[Aşağıdakileri tamamlayın]
1/ Belgeye göre Arslan Keleş'in basın toplantısı nerede düzenlendi?
2/ Belgede "Keleşler Park Otel'de" sözlerinden başlayıp aşağıya doğru "karıştırılmaması gerektiğini vurguladı." sözlerine kadar uzanan bölümün tamamını kelimesi kelimesine aktarın.

[Belge]
----

KELEŞ:'HERKESİN ODASI OLACAĞIZ'
15 Nisan'da yapılacak olan Ereğli Ticaret ve Sanayi Odası Organ Seçimlerinin Başkan Adaylarından Arslan Keleş, ekibiyle birlikte basın toplantısı düzenledi. Keleş, toplantıda herkesin odası olacaklarına vurgu yaparak, " Biz herkesin odası olacağız, sadece bir grubun, bir meslek grubunun değil , herkesin odası olacağız" dedi.
12 Nisan 2018 14:29:35
15 Nisan'da yapılacak olan Ereğli Ticaret ve Sanayi Odası Organ Seçimlerinin Başkan Adaylarından Arslan Keleş, ekibiyle birlikte basın toplantısı düzenledi.
Keleşler Park Otel'de düzenlenen basın toplantısında konuşan TSO Başkan Adayı Arslan Keleş, sayılı günler kalan TSO seçimleriyle ilgili son mesajları vermek üzere toplantı düzenlediklerini ifade etti.
Keleş, "Seçime sayılı günler kaldı. Uzun bir süredir gündemi meşgul eden Ticaret ve Sanayi Odası organ seçimleri bu Pazar günü yapılacak. Artık heyecanın sandığa yansımasının sonucunu göreceğiz. Gerçekten güzel bir süreç oldu. Bugün sizlerle birlikte olarak hem bu geçmiş olduğumuz yolculukta geçirmiş olduğumuz tecrübelerimizi ve bu süreçle ilgili düşüncelerimizi paylaşmak için buradayız. Ve son mesajlarımızı vermek için sizlerle birlikteyiz" dedi.
Pazar günü yapılacak olan seçimlerin TSO seçimleri olduğunu hatırlatan Keleş, bu seçimin yerel ve genel seçimlerle karıştırılmaması gerektiğini vurguladı.

----

[Verilen bilgiler]
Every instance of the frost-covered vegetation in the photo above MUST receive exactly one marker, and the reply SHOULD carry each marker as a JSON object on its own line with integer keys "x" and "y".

----

[Yazılı yanıtlar]
1/ Keleşler Park Otel'de düzenlendi.

2/
Keleşler Park Otel'de düzenlenen basın toplantısında konuşan TSO Başkan Adayı Arslan Keleş, sayılı günler kalan TSO seçimleriyle ilgili son mesajları vermek üzere toplantı düzenlediklerini ifade etti.
Keleş, "Seçime sayılı günler kaldı. Uzun bir süredir gündemi meşgul eden Ticaret ve Sanayi Odası organ seçimleri bu Pazar günü yapılacak. Artık heyecanın sandığa yansımasının sonucunu göreceğiz. Gerçekten güzel bir süreç oldu. Bugün sizlerle birlikte olarak hem bu geçmiş olduğumuz yolculukta geçirmiş olduğumuz tecrübelerimizi ve bu süreçle ilgili düşüncelerimizi paylaşmak için buradayız. Ve son mesajlarımızı vermek için sizlerle birlikteyiz" dedi.
Pazar günü yapılacak olan seçimlerin TSO seçimleri olduğunu hatırlatan Keleş, bu seçimin yerel ve genel seçimlerle karıştırılmaması gerektiğini vurguladı.